SUPPLIED INFORMATION START

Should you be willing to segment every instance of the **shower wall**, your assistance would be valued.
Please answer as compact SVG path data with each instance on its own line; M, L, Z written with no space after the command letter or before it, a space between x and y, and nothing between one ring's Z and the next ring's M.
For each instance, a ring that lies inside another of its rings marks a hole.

SUPPLIED INFORMATION END
SUPPLIED INFORMATION START

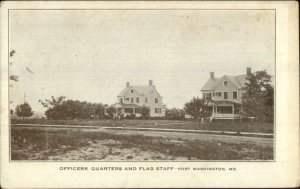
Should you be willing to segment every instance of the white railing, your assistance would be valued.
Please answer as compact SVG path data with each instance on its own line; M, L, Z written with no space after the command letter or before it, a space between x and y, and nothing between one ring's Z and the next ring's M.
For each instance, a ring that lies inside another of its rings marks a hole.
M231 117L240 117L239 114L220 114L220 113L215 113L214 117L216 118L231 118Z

SUPPLIED INFORMATION END

_WHAT THE EXERCISE ASKS_: Every line that holds the word "valued" should be copied from the records.

_TASK OUTPUT_:
Should you be willing to segment every instance of the **shower wall**, your assistance would be valued.
Should you be willing to segment every instance of the white railing, your assistance would be valued.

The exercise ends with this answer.